Exercise objective:
Could you copy the entries word for word, beginning at the very top and stopping after the line that contains "(1355, 801)"? Leave the pictures out of your copy.

Supplied information:
________________________

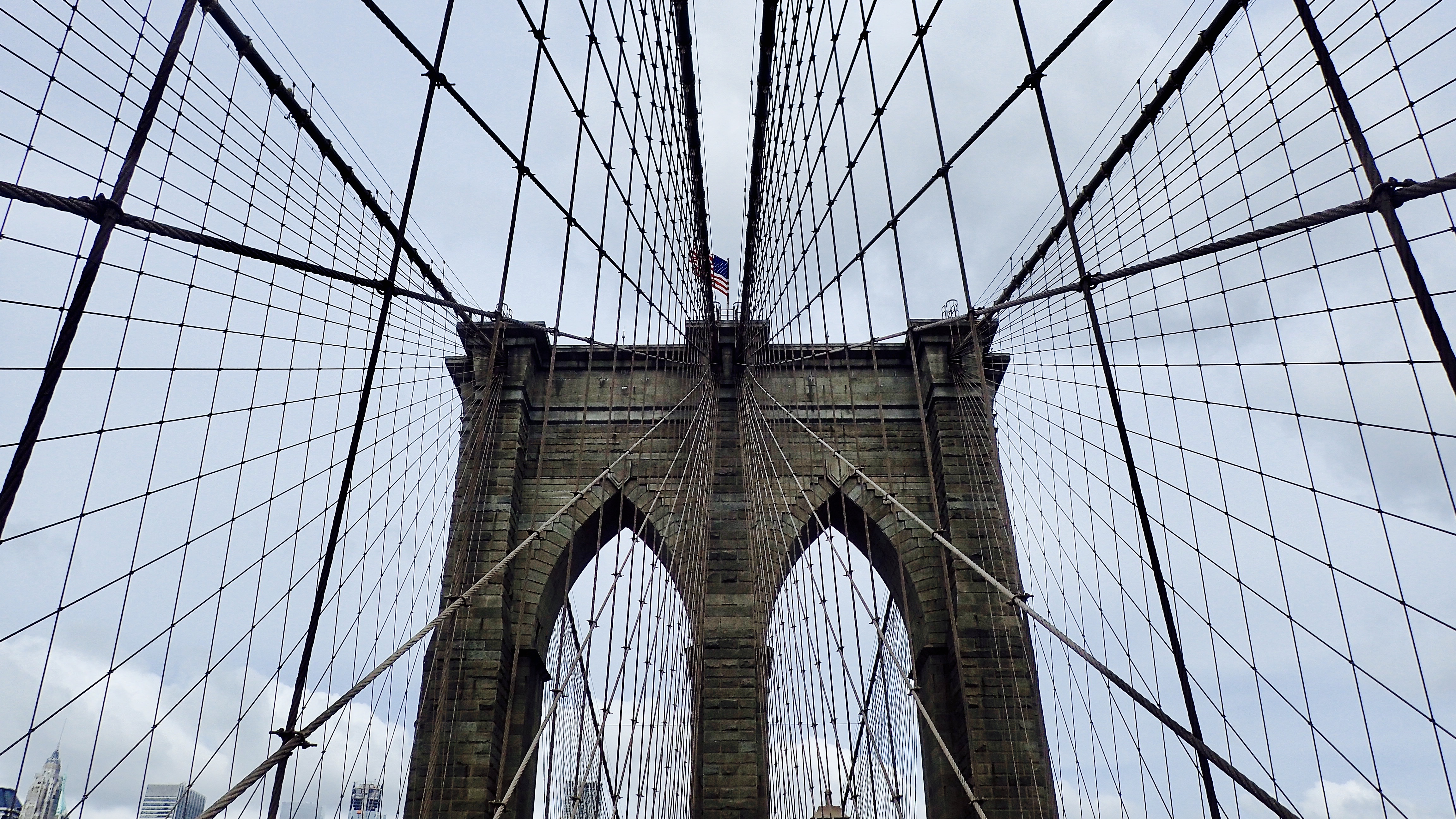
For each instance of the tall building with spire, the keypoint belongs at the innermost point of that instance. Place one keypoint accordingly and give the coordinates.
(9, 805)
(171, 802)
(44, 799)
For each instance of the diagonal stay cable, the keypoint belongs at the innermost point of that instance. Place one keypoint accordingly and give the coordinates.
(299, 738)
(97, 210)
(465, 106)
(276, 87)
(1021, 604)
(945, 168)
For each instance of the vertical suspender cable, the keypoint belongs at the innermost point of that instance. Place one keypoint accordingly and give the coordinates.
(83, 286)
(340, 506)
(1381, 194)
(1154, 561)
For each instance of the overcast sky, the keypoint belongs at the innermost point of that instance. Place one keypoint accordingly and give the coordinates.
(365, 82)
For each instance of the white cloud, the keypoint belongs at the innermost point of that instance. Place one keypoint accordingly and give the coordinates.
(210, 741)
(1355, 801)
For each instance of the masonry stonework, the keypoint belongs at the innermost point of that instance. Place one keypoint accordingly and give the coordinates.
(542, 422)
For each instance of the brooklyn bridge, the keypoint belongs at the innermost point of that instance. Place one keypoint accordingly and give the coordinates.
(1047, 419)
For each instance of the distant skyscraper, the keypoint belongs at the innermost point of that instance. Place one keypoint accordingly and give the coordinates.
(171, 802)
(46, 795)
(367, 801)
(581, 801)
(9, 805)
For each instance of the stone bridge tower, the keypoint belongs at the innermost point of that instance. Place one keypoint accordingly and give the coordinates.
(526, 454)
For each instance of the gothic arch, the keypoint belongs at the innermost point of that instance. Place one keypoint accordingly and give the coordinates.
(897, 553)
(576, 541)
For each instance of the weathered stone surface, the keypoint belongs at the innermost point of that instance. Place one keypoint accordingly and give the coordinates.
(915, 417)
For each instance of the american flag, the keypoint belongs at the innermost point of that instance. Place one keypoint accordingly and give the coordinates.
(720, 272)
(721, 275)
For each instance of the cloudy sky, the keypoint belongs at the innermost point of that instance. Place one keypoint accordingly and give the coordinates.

________________________

Exercise output:
For each instance of the tall building with spire, the keypoint belongs at the innermost point of that instance. Place one keypoint accordingly and give the coordinates.
(9, 805)
(171, 802)
(44, 799)
For each instance of the diagonal stay cable, the keypoint belongs at the innermost point of that instance. Place one keypoint accordingly and give the coordinates.
(299, 738)
(97, 210)
(465, 106)
(276, 87)
(1021, 604)
(945, 168)
For each instance of the vertical suspender cable, the keypoint belongs at the innermost point of that instance. Place one keypoint accordingly and give the coordinates.
(83, 286)
(340, 506)
(1381, 194)
(1154, 561)
For each instance of the overcast sky, the keypoint belongs at the innermost point of that instance. Place one keypoint accordingly and give the coordinates.
(365, 82)
For each instance of the white cloud, the keypoint belongs at the innermost point of that instance. Place one keypoint accordingly and give the coordinates.
(210, 741)
(1355, 801)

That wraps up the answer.